Material fornecido —
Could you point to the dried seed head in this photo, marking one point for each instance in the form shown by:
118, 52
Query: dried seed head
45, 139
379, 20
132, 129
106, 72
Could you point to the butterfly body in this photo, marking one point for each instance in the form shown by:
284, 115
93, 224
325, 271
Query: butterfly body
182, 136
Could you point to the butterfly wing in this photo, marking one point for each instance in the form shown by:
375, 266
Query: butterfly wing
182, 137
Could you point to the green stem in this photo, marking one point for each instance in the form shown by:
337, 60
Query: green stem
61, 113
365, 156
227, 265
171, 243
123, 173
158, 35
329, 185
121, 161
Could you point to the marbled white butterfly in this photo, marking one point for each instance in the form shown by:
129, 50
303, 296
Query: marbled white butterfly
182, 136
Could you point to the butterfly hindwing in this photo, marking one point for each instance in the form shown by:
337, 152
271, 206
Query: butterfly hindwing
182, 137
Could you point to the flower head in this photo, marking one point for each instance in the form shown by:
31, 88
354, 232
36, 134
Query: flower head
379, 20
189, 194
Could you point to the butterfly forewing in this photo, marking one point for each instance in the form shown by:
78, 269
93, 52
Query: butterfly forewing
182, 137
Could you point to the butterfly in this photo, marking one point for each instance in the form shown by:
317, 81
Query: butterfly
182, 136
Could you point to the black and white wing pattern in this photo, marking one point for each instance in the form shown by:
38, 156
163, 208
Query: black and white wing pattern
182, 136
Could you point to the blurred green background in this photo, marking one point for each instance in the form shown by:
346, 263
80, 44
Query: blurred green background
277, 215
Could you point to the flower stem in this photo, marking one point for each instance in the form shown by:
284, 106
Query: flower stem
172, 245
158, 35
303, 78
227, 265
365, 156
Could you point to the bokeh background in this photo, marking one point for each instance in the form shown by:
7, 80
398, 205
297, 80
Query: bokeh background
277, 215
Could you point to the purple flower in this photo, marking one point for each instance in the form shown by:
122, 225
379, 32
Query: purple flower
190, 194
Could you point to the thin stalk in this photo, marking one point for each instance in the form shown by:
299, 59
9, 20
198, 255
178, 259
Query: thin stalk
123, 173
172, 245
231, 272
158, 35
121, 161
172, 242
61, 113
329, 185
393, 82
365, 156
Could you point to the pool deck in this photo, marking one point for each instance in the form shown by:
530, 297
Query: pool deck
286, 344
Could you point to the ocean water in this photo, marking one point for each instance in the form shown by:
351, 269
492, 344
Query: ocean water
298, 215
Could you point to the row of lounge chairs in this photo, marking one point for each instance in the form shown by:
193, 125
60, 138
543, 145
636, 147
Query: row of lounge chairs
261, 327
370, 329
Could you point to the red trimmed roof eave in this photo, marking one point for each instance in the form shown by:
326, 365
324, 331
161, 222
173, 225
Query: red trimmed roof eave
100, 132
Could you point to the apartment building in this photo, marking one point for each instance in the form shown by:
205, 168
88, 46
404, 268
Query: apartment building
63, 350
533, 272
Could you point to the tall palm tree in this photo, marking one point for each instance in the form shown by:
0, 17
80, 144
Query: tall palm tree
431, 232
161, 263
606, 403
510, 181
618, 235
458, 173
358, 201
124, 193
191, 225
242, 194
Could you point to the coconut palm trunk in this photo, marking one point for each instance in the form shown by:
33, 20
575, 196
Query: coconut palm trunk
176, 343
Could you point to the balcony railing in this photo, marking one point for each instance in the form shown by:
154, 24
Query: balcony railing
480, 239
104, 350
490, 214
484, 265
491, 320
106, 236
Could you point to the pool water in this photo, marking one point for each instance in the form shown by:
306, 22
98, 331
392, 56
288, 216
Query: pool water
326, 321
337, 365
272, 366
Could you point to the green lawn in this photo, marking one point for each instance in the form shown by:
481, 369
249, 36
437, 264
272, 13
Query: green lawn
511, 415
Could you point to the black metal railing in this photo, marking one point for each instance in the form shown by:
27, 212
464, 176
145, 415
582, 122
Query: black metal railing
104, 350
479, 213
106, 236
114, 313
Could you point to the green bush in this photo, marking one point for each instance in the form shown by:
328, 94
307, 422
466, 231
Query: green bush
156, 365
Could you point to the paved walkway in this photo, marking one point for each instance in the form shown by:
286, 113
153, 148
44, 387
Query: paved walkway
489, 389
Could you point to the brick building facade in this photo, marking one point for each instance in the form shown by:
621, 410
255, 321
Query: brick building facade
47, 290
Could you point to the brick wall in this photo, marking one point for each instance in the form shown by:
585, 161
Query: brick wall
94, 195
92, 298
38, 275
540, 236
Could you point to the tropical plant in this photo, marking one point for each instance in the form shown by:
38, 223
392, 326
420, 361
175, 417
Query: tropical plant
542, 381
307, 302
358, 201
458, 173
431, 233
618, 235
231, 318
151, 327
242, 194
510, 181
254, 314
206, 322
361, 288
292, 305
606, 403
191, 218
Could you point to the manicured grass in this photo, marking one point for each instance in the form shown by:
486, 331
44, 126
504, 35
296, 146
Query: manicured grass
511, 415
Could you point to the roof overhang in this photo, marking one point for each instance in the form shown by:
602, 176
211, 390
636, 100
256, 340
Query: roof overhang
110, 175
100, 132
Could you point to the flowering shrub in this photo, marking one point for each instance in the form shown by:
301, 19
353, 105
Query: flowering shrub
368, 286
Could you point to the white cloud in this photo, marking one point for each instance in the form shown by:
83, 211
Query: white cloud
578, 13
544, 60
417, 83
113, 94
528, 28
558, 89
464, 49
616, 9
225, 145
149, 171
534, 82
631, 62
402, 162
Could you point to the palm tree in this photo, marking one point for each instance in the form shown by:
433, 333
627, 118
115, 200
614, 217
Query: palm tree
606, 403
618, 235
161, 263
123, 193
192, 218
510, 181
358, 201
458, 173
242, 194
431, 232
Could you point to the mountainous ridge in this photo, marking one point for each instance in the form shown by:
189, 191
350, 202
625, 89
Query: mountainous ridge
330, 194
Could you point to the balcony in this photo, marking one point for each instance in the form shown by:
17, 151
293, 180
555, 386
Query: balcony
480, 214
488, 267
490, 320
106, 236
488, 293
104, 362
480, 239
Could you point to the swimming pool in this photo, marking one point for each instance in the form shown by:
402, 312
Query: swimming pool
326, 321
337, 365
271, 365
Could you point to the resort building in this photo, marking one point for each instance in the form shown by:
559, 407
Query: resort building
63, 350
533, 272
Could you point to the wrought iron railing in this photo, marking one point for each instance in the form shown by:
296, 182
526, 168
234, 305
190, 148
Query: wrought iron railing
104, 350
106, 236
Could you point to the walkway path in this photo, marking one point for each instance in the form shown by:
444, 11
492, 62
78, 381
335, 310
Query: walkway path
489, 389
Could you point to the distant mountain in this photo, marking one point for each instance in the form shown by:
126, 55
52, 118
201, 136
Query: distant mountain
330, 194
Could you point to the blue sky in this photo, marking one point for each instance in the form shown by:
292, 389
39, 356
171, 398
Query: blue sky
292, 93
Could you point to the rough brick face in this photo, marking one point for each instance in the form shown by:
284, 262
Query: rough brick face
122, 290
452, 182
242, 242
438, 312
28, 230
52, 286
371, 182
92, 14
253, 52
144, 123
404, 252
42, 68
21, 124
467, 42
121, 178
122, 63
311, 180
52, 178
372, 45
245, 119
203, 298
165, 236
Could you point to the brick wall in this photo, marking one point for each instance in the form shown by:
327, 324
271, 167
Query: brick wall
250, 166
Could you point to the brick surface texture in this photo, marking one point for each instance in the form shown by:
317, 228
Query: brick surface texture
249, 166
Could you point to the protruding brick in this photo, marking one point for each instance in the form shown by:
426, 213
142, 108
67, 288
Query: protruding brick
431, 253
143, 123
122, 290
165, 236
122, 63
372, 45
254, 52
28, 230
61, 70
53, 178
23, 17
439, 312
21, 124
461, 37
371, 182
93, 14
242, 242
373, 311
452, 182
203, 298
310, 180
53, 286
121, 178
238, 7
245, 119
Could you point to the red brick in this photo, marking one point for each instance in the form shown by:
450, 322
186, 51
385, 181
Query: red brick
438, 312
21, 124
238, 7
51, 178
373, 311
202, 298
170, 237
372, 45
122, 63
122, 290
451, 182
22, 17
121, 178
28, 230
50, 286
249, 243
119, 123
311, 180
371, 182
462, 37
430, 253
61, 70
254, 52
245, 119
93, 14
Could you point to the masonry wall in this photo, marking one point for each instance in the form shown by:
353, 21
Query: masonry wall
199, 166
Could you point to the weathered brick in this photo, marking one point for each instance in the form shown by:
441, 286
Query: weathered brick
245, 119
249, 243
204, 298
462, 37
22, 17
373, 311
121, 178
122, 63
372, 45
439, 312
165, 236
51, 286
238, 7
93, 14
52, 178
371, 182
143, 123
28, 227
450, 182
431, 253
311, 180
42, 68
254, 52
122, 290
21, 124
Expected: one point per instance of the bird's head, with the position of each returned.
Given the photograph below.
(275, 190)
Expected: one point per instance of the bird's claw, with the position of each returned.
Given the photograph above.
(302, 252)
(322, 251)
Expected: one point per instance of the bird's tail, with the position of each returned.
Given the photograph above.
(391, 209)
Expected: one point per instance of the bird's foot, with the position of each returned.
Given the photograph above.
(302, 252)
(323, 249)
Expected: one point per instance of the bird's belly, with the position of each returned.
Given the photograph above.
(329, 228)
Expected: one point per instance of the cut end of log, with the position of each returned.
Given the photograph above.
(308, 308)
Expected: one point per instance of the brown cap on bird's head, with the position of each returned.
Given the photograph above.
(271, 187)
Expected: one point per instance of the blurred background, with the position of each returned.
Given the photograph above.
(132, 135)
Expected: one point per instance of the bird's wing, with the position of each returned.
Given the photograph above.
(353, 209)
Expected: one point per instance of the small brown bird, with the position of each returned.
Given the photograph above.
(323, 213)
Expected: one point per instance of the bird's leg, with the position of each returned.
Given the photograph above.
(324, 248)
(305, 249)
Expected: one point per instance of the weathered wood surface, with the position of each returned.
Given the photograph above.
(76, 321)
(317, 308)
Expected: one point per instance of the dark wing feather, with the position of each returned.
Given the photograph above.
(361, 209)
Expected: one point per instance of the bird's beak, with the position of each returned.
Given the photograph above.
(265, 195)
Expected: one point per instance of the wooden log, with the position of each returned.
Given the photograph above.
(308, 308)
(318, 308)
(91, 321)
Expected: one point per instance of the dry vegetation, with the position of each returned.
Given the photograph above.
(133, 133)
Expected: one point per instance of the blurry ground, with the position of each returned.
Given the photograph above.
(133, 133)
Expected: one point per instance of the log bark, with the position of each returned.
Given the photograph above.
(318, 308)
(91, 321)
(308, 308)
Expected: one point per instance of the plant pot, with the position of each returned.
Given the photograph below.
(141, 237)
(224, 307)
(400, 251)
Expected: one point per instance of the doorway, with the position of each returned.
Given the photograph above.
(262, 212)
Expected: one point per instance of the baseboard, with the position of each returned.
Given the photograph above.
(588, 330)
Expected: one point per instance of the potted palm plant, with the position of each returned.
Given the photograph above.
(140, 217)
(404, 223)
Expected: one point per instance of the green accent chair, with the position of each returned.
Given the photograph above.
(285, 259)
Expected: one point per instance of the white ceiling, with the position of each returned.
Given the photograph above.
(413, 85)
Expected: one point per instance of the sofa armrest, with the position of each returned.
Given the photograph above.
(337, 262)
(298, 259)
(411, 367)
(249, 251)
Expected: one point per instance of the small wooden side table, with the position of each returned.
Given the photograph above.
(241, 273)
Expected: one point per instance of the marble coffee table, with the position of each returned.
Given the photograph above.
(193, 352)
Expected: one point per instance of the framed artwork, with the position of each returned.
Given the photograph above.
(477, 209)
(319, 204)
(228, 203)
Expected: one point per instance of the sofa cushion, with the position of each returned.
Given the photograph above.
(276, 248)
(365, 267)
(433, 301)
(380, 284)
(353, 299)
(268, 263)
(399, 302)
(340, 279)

Detalhes do problema — Apresente em lista numerada, omitindo as linhas em branco, o trecho da listagem acima que vai da linha que contém "Expected: one point per instance of the white" até o fim da listagem, incluindo ambas as extremidades.

Resultado do exercício —
1. Expected: one point per instance of the white ceiling, with the position of each returned.
2. Given the photograph above.
3. (413, 85)
4. Expected: one point per instance of the sofa armrest, with the position of each returned.
5. Given the photograph above.
6. (337, 262)
7. (298, 259)
8. (411, 367)
9. (249, 251)
10. Expected: one point per instance of the small wooden side table, with the position of each returned.
11. Given the photograph above.
12. (241, 273)
13. Expected: one point per instance of the marble coffee table, with the position of each returned.
14. Given the photograph above.
15. (193, 352)
16. Expected: one point per instance of the framed artwork, with the position of each returned.
17. Given the photograph above.
18. (477, 209)
19. (319, 204)
20. (228, 203)
21. Expected: one point per instance of the sofa cushion, with the position of each returned.
22. Given the photograph above.
23. (276, 248)
24. (365, 267)
25. (433, 301)
26. (380, 284)
27. (353, 299)
28. (268, 263)
29. (399, 302)
30. (340, 279)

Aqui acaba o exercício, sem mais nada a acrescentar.